**Problems to work on**
**A)** Answer the following questions about the FFJORD thread:
(i) Which trace estimator does the model use to give an unbiased estimate of the log-density?
(ii) On which page do the authors argue that vector-Jacobian products can be computed for the same cost as evaluating f?
(iii) By what constant does the reply say the time to calculate the vector-Jacobian product is bounded?
**B)** Reproduce the passage of the FFJORD thread starting with "Hence the claim" and going on through "constant of 4.".

3

The paper FFJORD: Free-form Continuous Dynamics for Scalable Reversible Generative Models presents a continuous-time flow as a generative model which uses Hutchinson's trace estimator to give an unbiased estimate of the log-density, allowing for unrestricted network architectures at the cost of approximate Jacobian determinant computation.

They define the model by the following ODE: $$ \frac{\partial \mathbf{z}(t)}{\partial t} = f(\mathbf{z}(t), t; \theta) $$ and show that the total change in log-density can be computed by integrating across time: $$ \log p(\mathbf{z}(t_1)) = \log p(\mathbf{z}(t_0)) - \int_{t_0}^{t_1} \mathrm{Tr}\left(\frac{\partial f}{\partial \mathbf{z}(t)} \right) \mathop{dt} $$

On page 4, the authors argue that vector-Jacobian products $ v^T \frac{\partial f}{\partial \mathbf{z}}$ can be computed for the same cost as evaluating $f$ using reverse-mode automatic differentiation. Can someone explain to me how this is true?

Lashoun
  • 31
  • 2

1 Answers1

2

This is a well known result from automatic differentiation literature. Specifically, the result is that reverse mode differentiation can

  1. calculate the gradient $\frac{\partial \hat{f}} {\partial \theta}$ of a scalar function $\hat{f}$, with a time complexity equal to a constant multiple of the time to calculate $\hat{f}$.
  2. calculate the vector jacobian product $v^T \frac{\partial f}{\partial z}$, for some constant vector $v$, and vector valued function $f$, with a time complexity equal to a constant multiple of the time to calculate $f$.

Hence the claim is just a result of 2). Notably, calculating the vector-jacobian product is not the same amount of time to calculate $f$, but it's bounded by a constant of 4.

The best reference I can give for this is "Evaluating Derivatives: principles and techniques of algorithmic differentiation" by Griewank and Walther (see chapter 3.2)

Taw
  • 163
  • 5

(Pointing dataset records)
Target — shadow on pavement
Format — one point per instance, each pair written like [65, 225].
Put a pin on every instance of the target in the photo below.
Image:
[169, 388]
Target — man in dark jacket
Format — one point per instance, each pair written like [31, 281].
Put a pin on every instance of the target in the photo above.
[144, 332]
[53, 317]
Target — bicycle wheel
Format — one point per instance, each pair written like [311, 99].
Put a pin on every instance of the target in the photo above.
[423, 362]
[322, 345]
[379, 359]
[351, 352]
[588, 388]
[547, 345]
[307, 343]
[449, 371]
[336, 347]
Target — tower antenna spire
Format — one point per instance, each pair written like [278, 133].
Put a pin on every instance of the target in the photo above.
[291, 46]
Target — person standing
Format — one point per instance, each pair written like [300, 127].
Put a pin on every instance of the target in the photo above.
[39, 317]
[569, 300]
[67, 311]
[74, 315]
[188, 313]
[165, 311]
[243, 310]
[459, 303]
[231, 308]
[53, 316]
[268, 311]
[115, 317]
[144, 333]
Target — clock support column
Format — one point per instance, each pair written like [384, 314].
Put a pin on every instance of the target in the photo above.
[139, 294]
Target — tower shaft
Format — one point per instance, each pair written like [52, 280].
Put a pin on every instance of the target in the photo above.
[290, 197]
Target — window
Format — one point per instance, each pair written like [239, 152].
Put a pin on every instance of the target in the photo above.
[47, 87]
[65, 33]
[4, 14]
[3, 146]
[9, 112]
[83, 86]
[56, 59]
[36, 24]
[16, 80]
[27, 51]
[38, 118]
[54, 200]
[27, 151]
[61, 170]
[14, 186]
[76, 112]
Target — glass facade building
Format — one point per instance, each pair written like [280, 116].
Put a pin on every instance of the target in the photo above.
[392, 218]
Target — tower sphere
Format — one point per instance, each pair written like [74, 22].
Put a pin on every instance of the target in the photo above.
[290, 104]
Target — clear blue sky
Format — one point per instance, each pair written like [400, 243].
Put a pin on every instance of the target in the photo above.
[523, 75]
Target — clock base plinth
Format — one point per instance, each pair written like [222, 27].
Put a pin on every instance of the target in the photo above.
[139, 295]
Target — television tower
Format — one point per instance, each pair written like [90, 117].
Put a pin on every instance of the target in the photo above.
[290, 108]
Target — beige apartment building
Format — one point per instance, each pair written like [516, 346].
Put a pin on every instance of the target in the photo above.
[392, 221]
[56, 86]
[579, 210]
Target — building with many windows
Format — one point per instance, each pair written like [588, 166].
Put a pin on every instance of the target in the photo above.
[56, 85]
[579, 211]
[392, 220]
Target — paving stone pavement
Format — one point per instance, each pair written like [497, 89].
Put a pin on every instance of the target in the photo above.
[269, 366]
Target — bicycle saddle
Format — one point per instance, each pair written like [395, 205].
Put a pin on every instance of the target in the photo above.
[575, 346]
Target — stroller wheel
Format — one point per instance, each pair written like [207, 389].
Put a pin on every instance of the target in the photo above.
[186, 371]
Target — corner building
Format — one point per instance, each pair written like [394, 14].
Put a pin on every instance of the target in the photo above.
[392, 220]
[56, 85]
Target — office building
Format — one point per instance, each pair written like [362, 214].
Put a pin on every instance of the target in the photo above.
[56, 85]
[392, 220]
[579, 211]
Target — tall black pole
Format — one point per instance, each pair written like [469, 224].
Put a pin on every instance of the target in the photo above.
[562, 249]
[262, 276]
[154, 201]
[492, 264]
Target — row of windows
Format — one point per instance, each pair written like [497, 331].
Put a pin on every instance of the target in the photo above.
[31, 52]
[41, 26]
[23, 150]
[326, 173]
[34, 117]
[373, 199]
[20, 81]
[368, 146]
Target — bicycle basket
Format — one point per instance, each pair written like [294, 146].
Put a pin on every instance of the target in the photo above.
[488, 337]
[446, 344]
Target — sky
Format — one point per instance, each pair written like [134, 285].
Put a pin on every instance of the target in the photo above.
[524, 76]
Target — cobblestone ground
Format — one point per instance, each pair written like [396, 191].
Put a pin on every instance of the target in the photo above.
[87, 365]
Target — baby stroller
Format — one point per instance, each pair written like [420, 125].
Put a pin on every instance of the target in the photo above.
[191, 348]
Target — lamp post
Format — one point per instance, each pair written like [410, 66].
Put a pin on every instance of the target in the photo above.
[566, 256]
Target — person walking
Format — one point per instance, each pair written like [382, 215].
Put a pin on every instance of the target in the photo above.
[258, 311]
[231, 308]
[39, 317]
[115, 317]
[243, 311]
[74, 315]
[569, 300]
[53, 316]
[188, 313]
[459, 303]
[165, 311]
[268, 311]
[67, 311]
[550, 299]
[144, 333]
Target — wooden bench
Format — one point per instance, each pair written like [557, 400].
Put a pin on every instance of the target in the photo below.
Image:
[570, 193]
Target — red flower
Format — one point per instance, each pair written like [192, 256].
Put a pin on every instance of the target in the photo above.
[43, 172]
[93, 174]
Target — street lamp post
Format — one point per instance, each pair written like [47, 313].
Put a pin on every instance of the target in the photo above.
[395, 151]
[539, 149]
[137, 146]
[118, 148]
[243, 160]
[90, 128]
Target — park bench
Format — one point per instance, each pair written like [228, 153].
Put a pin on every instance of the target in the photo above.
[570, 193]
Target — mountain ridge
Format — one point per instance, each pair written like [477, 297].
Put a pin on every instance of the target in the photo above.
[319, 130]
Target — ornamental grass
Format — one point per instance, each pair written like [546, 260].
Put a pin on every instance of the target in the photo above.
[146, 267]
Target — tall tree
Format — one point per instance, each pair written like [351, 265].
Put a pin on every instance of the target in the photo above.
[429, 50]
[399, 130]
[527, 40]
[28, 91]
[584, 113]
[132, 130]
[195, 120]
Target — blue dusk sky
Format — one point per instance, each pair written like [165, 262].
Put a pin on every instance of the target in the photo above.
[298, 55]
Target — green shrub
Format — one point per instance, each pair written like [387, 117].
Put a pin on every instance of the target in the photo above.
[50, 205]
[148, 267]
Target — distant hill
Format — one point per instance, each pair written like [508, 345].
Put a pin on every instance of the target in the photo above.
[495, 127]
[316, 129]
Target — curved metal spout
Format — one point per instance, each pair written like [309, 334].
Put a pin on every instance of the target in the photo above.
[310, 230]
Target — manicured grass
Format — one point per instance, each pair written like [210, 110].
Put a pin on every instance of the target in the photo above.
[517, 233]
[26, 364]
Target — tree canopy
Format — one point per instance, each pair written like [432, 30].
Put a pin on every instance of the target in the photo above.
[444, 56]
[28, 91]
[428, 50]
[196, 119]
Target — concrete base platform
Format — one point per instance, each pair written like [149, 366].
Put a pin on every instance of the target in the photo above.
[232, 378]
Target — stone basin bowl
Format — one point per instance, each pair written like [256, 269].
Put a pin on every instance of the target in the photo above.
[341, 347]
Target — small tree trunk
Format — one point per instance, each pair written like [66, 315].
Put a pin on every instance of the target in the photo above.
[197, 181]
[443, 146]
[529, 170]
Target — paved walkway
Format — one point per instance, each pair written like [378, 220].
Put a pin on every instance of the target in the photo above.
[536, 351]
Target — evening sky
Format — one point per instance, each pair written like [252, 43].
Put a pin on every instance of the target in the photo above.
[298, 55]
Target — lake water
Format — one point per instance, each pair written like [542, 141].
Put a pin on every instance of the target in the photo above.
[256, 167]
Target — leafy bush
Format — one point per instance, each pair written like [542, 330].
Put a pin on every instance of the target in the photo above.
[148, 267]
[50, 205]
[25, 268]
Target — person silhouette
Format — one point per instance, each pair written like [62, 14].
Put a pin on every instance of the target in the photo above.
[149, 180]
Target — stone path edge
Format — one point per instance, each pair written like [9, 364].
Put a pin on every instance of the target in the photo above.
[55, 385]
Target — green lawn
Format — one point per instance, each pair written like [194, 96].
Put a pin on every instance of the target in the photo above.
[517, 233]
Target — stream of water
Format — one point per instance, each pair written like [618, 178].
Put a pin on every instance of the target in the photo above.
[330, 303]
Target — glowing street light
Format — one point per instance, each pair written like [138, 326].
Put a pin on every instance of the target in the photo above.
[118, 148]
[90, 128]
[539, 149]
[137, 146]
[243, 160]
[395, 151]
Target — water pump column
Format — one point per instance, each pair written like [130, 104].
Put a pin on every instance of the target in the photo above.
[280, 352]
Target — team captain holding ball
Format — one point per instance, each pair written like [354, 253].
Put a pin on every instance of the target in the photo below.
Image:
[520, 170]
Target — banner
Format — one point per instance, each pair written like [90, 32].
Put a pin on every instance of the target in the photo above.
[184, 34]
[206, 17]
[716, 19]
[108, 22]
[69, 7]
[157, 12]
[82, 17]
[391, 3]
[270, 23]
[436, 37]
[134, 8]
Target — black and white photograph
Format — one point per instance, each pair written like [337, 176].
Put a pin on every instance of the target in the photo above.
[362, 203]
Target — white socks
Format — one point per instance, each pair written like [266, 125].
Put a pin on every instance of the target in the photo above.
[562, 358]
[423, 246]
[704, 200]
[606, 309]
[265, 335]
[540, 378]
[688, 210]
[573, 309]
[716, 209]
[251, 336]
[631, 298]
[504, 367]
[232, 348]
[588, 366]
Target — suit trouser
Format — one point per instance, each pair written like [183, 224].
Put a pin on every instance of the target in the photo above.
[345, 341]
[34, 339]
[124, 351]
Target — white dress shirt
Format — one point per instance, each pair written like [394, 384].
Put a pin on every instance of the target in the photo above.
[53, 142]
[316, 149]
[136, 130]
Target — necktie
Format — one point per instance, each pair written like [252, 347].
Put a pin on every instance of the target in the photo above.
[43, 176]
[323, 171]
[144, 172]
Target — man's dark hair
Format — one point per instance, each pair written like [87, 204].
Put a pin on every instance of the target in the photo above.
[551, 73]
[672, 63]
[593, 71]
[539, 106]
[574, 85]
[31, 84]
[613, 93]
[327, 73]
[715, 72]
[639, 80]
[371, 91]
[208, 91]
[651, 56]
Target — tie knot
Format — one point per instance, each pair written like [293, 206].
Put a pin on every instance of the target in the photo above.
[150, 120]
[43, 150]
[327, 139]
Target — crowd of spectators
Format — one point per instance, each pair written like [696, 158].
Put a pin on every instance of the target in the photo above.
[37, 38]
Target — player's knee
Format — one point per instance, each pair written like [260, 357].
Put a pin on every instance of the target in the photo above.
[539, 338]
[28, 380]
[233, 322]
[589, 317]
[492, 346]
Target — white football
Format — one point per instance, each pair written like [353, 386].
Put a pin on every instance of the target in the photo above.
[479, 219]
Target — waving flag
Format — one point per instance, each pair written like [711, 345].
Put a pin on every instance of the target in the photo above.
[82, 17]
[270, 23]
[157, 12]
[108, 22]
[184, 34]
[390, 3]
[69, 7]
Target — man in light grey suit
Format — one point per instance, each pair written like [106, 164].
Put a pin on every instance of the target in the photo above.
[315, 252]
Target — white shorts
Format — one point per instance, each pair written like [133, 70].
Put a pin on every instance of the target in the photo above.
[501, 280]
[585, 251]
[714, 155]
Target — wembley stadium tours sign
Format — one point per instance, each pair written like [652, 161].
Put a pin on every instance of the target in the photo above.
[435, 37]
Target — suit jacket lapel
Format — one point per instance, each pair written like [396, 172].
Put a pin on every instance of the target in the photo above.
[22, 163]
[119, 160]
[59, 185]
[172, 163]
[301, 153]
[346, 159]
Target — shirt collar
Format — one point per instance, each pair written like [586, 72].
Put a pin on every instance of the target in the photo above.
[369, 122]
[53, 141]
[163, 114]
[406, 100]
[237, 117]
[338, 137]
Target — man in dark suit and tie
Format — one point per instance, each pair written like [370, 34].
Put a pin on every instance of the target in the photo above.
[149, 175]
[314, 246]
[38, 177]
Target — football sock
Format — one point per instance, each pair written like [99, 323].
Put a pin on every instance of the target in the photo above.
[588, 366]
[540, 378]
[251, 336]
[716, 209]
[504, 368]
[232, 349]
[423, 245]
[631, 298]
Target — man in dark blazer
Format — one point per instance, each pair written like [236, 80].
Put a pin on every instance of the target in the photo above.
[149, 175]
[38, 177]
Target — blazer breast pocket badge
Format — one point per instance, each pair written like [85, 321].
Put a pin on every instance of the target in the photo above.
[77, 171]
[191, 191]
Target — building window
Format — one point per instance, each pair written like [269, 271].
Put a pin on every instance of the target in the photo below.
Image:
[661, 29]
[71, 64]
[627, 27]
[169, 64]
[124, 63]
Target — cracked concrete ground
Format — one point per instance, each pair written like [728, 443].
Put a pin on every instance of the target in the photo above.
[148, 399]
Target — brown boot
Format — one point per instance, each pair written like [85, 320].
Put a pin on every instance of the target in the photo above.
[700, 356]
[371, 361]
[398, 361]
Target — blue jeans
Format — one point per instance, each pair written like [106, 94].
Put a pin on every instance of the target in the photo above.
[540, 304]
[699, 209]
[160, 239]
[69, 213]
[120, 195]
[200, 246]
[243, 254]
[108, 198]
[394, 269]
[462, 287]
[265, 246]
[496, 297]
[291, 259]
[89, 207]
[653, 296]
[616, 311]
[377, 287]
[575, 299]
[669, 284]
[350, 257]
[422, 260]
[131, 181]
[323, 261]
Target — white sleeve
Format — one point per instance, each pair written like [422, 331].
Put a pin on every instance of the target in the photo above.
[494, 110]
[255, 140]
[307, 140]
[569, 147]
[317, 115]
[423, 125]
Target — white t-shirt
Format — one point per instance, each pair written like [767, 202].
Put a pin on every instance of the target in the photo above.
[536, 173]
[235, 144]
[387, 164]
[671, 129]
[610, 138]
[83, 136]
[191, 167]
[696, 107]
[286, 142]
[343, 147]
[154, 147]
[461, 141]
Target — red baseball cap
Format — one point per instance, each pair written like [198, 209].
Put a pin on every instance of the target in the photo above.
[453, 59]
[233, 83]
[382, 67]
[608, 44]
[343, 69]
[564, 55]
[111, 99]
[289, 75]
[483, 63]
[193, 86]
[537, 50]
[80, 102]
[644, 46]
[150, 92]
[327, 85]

**Solutions for each task**
**A)**
(i) Hutchinson's trace estimator
(ii) Page 4
(iii) 4

**B)**
Hence the claim is just a result of 2). Notably, calculating the vector-jacobian product is not the same amount of time to calculate $f$, but it's bounded by a constant of 4.